**Short task**
Put all of these lines into a Markdown table with the columns Row and Line, numbering the rows and skipping any blank lines. Leave the pictures out.

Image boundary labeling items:
-------------------------

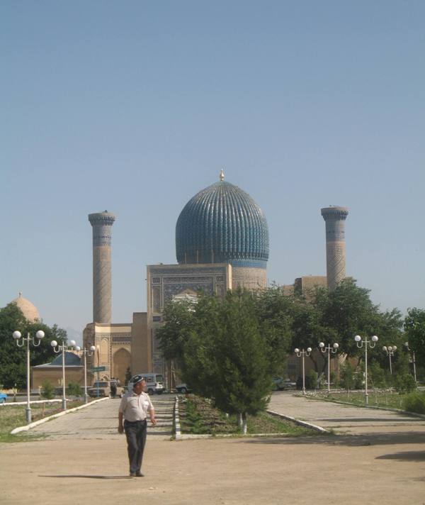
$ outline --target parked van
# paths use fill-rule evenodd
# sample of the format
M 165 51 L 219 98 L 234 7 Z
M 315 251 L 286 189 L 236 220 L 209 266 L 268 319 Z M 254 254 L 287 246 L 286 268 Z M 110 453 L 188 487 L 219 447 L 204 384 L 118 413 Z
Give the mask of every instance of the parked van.
M 137 375 L 142 375 L 146 379 L 146 392 L 149 394 L 162 394 L 165 387 L 164 386 L 164 376 L 162 374 L 144 374 L 140 373 Z M 130 380 L 128 383 L 128 391 L 132 391 L 133 383 Z

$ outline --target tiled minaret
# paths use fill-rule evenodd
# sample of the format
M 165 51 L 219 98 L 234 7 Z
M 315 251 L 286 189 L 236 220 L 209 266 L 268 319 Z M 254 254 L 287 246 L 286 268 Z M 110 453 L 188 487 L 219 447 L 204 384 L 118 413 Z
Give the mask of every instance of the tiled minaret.
M 115 216 L 108 211 L 89 214 L 93 226 L 93 322 L 110 323 L 110 235 Z
M 328 288 L 332 291 L 346 276 L 345 220 L 346 207 L 324 207 L 326 223 L 326 270 Z

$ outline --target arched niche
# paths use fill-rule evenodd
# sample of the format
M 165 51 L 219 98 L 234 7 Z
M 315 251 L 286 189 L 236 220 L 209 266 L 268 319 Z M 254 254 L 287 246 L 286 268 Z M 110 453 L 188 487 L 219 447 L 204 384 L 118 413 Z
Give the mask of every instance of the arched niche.
M 121 384 L 125 382 L 125 372 L 131 366 L 131 355 L 124 348 L 120 348 L 112 357 L 111 375 L 115 379 L 119 379 Z

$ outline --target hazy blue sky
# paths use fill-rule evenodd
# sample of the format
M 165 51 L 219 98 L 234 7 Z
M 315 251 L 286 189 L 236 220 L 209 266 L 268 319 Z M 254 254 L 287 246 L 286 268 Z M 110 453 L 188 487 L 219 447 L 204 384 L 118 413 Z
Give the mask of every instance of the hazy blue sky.
M 221 168 L 266 214 L 270 282 L 325 274 L 320 208 L 344 205 L 347 274 L 425 306 L 421 0 L 3 0 L 0 52 L 0 306 L 21 290 L 81 331 L 108 209 L 130 321 Z

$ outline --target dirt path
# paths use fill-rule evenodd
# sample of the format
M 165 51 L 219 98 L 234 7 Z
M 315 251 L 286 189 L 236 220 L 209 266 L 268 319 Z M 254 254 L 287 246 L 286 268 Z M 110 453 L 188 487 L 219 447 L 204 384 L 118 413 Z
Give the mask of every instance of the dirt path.
M 419 417 L 303 398 L 294 396 L 289 391 L 274 393 L 268 408 L 339 433 L 359 435 L 410 431 L 425 433 L 425 419 Z

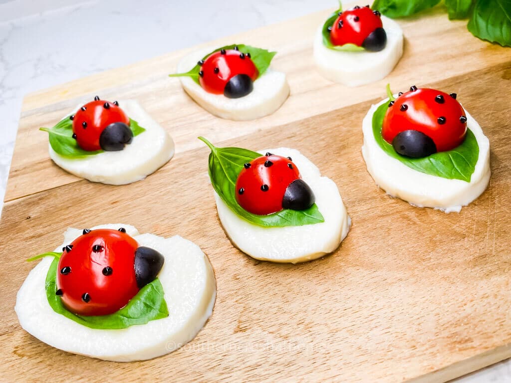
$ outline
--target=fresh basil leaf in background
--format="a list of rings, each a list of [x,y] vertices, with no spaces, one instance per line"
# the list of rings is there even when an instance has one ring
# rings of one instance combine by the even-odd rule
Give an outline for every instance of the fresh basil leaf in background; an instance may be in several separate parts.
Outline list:
[[[449,20],[467,18],[469,16],[472,0],[445,0]]]
[[[477,0],[468,28],[476,37],[511,46],[511,0]]]
[[[440,152],[422,158],[412,158],[399,154],[382,136],[382,126],[388,103],[382,104],[373,115],[373,133],[380,148],[387,154],[418,172],[449,179],[470,182],[479,158],[479,145],[470,129],[463,142],[447,152]]]
[[[434,7],[440,0],[375,0],[371,9],[392,18],[404,17]]]
[[[45,283],[48,303],[57,314],[90,328],[111,330],[145,324],[150,321],[169,316],[167,302],[164,298],[163,287],[158,278],[142,288],[128,304],[112,314],[90,317],[74,314],[66,309],[60,297],[55,294],[58,263],[58,259],[53,260],[48,270]]]
[[[217,148],[203,137],[199,139],[211,149],[208,172],[213,188],[230,209],[242,218],[265,227],[301,226],[324,222],[316,204],[306,210],[285,209],[267,216],[247,211],[236,201],[236,181],[243,164],[261,155],[240,148]]]
[[[271,52],[266,49],[258,48],[250,45],[246,45],[244,44],[233,44],[230,45],[225,45],[225,46],[222,46],[221,48],[216,49],[213,52],[208,53],[204,56],[202,59],[205,60],[206,59],[211,56],[211,55],[213,54],[215,52],[218,52],[220,50],[225,49],[225,50],[227,50],[229,49],[234,49],[235,46],[238,46],[240,53],[250,54],[250,58],[253,62],[254,65],[256,65],[256,67],[257,68],[258,71],[259,72],[259,76],[260,77],[266,71],[266,69],[267,69],[268,67],[270,66],[270,63],[271,62],[271,60],[273,59],[273,57],[277,54],[276,52]],[[197,60],[197,61],[199,61],[200,60]],[[199,72],[200,70],[200,65],[197,64],[188,72],[185,72],[184,73],[175,73],[172,75],[169,75],[169,77],[191,77],[195,82],[199,84]]]
[[[321,34],[323,35],[323,45],[329,49],[333,49],[335,51],[340,51],[344,52],[357,52],[365,51],[362,46],[358,46],[355,44],[345,44],[343,45],[334,45],[332,43],[330,40],[330,32],[329,32],[328,27],[333,27],[334,22],[339,16],[339,12],[342,12],[342,7],[339,6],[339,9],[334,12],[332,15],[327,19],[327,21],[323,24],[323,28],[321,30]]]
[[[130,118],[130,128],[133,136],[145,131],[138,123]],[[78,146],[76,140],[73,138],[73,121],[66,117],[53,128],[39,128],[39,130],[48,132],[50,145],[55,152],[61,156],[71,158],[79,158],[102,153],[103,150],[88,151]]]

-------------------------

**Solved exercise**
| Row | Line |
|---|---|
| 1 | $ outline --target parked van |
| 2 | # paths use fill-rule evenodd |
| 3 | # sample of the format |
| 4 | M 165 51 L 219 98 L 234 7 Z |
| 5 | M 315 251 L 286 189 L 236 220 L 209 266 L 268 319 Z M 254 254 L 287 246 L 286 268 Z M 110 453 L 188 487 L 219 447 L 204 384 L 118 413 Z |
| 6 | Give the mask of every instance of the parked van. |
| 7 | M 137 375 L 142 375 L 146 379 L 146 392 L 149 394 L 162 394 L 165 387 L 164 386 L 164 376 L 162 374 L 144 374 L 140 373 Z M 130 380 L 128 383 L 128 391 L 132 391 L 133 383 Z |
| 8 | $ outline --target tiled minaret |
| 9 | # paths use fill-rule evenodd |
| 10 | # sample of the format |
| 11 | M 165 51 L 219 98 L 234 7 Z |
| 12 | M 315 251 L 286 189 L 236 220 L 209 266 L 268 319 Z M 254 254 L 287 246 L 286 268 Z M 110 453 L 188 487 L 219 447 L 204 384 L 118 413 Z |
| 13 | Give the mask of every instance of the tiled minaret. |
| 14 | M 115 216 L 108 211 L 89 214 L 93 226 L 93 322 L 110 323 L 110 235 Z |
| 15 | M 328 288 L 332 291 L 346 276 L 345 220 L 346 207 L 324 207 L 326 223 L 326 270 Z |
| 16 | $ outline --target arched niche |
| 17 | # paths use fill-rule evenodd |
| 18 | # sample of the format |
| 19 | M 165 51 L 219 98 L 234 7 Z |
| 20 | M 315 251 L 286 189 L 236 220 L 209 266 L 268 319 Z M 254 254 L 287 246 L 286 268 Z M 110 453 L 188 487 L 219 447 L 204 384 L 118 413 Z |
| 21 | Give the mask of every instance of the arched niche. |
| 22 | M 121 384 L 125 382 L 125 372 L 131 366 L 131 355 L 124 348 L 120 348 L 112 357 L 111 375 L 115 379 L 119 379 Z |
| 23 | $ outline --target hazy blue sky |
| 24 | # paths use fill-rule evenodd |
| 25 | # sample of the format |
| 26 | M 165 51 L 219 98 L 234 7 Z |
| 27 | M 315 251 L 286 189 L 236 220 L 209 266 L 268 319 Z M 254 254 L 287 246 L 286 268 Z M 110 453 L 188 487 L 219 447 L 204 384 L 118 413 Z |
| 28 | Give the mask of every instance of the hazy blue sky. |
| 29 | M 221 168 L 266 214 L 270 282 L 325 274 L 320 208 L 344 205 L 347 274 L 425 306 L 421 0 L 3 0 L 0 52 L 0 306 L 21 290 L 81 331 L 108 209 L 130 321 Z |
| 30 | $ outline --target dirt path |
| 31 | # paths use fill-rule evenodd |
| 32 | # sample of the format |
| 33 | M 165 51 L 219 98 L 234 7 Z |
| 34 | M 315 251 L 286 189 L 236 220 L 209 266 L 268 319 Z M 254 254 L 287 246 L 286 268 Z M 110 453 L 188 487 L 219 447 L 204 384 L 118 413 Z |
| 35 | Give the mask of every instance of the dirt path. |
| 36 | M 419 417 L 303 398 L 294 396 L 289 391 L 274 393 L 268 408 L 339 433 L 359 435 L 410 431 L 425 433 L 425 419 Z |
| 37 | $ outline |
| 38 | --target=fresh basil leaf in background |
| 39 | --format="a list of rings, each a list of [x,y] vertices, with no spaces, one instance per line" |
| 40 | # the list of rings is there even when an instance has one ring |
| 41 | # rings of one instance combine by the even-odd rule |
| 42 | Give an outline for every instance of the fresh basil leaf in background; an instance may be in several separate parts. |
| 43 | Outline list: |
| 44 | [[[449,20],[467,18],[469,16],[472,0],[445,0]]] |
| 45 | [[[477,0],[468,28],[476,37],[511,46],[511,0]]] |
| 46 | [[[440,152],[422,158],[412,158],[399,154],[382,136],[382,126],[388,103],[382,104],[373,115],[373,133],[380,148],[387,154],[418,172],[449,179],[470,182],[479,158],[479,145],[470,129],[463,142],[447,152]]] |
| 47 | [[[434,7],[440,0],[375,0],[371,9],[392,18],[404,17]]] |
| 48 | [[[45,283],[48,303],[57,314],[90,328],[111,330],[145,324],[150,321],[169,316],[167,302],[164,298],[163,287],[158,278],[142,288],[128,304],[112,314],[90,317],[74,314],[66,309],[60,297],[55,294],[58,263],[58,259],[53,260],[48,270]]] |
| 49 | [[[217,148],[203,137],[199,139],[211,149],[208,172],[213,188],[230,209],[242,218],[265,227],[301,226],[324,222],[316,204],[306,210],[285,209],[267,216],[247,211],[236,201],[236,181],[243,164],[261,155],[240,148]]] |
| 50 | [[[271,52],[266,49],[258,48],[250,45],[246,45],[244,44],[233,44],[230,45],[225,45],[225,46],[222,46],[221,48],[216,49],[213,52],[208,53],[204,56],[202,59],[205,60],[206,59],[211,56],[211,55],[213,54],[215,52],[218,52],[220,50],[225,49],[225,50],[227,50],[229,49],[234,49],[235,46],[238,46],[240,53],[250,54],[250,58],[253,62],[254,65],[256,65],[256,67],[257,68],[258,71],[259,72],[259,76],[260,77],[266,71],[266,69],[267,69],[268,67],[270,66],[270,63],[271,62],[271,60],[273,59],[273,57],[277,54],[276,52]],[[197,60],[197,61],[199,61],[200,60]],[[199,72],[200,70],[200,65],[197,64],[188,72],[185,72],[184,73],[175,73],[172,75],[169,75],[169,77],[191,77],[195,82],[199,84]]] |
| 51 | [[[321,34],[323,35],[323,45],[329,49],[333,49],[335,51],[340,51],[344,52],[357,52],[365,51],[362,46],[358,46],[355,44],[345,44],[343,45],[334,45],[332,43],[330,40],[330,32],[329,32],[328,27],[333,27],[334,22],[339,16],[339,12],[342,12],[342,7],[339,6],[339,9],[334,12],[332,15],[327,19],[327,21],[323,24],[323,28],[321,30]]] |
| 52 | [[[130,118],[130,128],[133,136],[145,131],[138,123]],[[78,146],[76,140],[73,138],[73,121],[66,117],[53,128],[39,128],[39,130],[48,132],[50,145],[55,152],[61,156],[71,158],[79,158],[102,153],[103,150],[88,151]]] |